# WHAT IS REQUIRED
Print the entries below in their entirety, exactly as they are written.

Object point labels:
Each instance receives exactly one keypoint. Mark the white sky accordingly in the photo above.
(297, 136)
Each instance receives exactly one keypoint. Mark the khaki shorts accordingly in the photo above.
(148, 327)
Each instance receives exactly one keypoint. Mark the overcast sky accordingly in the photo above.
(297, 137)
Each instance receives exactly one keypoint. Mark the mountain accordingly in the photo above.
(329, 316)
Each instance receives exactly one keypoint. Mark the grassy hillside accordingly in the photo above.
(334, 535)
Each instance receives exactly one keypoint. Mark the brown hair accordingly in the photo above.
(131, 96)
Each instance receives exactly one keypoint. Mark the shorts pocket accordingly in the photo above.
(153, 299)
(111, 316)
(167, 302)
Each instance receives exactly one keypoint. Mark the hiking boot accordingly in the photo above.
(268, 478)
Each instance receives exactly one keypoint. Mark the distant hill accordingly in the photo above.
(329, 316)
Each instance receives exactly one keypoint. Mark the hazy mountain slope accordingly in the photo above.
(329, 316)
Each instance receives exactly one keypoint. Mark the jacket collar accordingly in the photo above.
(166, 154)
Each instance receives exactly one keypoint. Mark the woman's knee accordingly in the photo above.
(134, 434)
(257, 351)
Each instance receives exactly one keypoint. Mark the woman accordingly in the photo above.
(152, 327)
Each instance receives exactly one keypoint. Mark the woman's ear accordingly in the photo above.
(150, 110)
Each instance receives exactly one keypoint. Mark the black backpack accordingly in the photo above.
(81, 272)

# TASK RESPONSE
Each instance receives exactly one keypoint. Mark the white sky accordingly in the photo above.
(297, 136)
Each instance receives exactly one keypoint. Mark the khaki shorts accordingly in the photo above.
(148, 327)
Each instance receives exactly one keypoint. Mark the overcast sky accordingly in the photo above.
(297, 137)
Each instance receives exactly one keypoint. Mark the mountain accordingly in the photo above.
(329, 316)
Each instance receives exactly one keypoint. Mark the grassy hillside accordingly in the photo above.
(334, 535)
Each instance receives exactly one keypoint. Mark the brown hair accordingly in the photo above.
(131, 96)
Each instance receives exactly one keypoint. Mark the shorts pocket accordingly in the photo above.
(153, 299)
(111, 316)
(167, 302)
Each instance receives exactly one keypoint. Mark the hiking boot accordingly in the photo above.
(268, 478)
Each instance receives exactly one keypoint. Mark the distant hill accordingly in the photo above.
(329, 316)
Each instance receives exactly one keypoint. Mark the hazy mountain slope accordingly in the photo above.
(329, 316)
Each instance receives exactly one keypoint. Mark the jacket collar accordingly in the photo above.
(166, 154)
Each instance receives exactly one keypoint. Mark the woman's knee accordingly in the photo above.
(134, 434)
(257, 351)
Each instance receives exactly one keypoint. Mark the woman accordingly in the photo above.
(152, 327)
Each instance receives exactly one keypoint. Mark the woman's ear accordingly in the photo above.
(150, 110)
Each instance receives exactly one keypoint. Mark the black backpack accordingly in the photo above.
(81, 272)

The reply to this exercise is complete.